BEGIN MATERIAL PROVIDED

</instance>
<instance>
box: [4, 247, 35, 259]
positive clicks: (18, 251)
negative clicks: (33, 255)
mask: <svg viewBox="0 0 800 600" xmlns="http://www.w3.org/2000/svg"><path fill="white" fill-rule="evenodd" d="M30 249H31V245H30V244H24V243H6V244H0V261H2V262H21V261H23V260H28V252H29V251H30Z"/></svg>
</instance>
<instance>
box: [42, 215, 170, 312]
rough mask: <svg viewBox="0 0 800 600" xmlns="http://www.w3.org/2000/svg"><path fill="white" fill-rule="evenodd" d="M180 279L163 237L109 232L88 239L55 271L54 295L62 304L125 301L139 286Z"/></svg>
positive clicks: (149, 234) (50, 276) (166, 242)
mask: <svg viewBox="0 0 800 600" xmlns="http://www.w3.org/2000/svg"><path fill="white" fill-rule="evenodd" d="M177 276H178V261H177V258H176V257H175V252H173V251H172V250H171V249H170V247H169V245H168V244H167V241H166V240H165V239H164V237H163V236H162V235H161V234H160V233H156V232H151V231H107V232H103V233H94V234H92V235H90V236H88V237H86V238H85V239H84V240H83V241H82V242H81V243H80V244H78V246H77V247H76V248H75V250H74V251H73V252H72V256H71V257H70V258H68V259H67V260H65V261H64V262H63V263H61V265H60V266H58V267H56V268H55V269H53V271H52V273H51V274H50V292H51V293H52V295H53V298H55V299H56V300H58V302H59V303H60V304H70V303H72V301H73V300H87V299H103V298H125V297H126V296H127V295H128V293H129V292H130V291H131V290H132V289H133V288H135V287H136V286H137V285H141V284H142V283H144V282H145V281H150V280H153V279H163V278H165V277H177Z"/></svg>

END MATERIAL PROVIDED

(THE TASK) Gather every line of the records that contains the word "positive" and copy each one out.

(ANSWER SPACE)
positive clicks: (18, 251)
positive clicks: (149, 234) (50, 276) (166, 242)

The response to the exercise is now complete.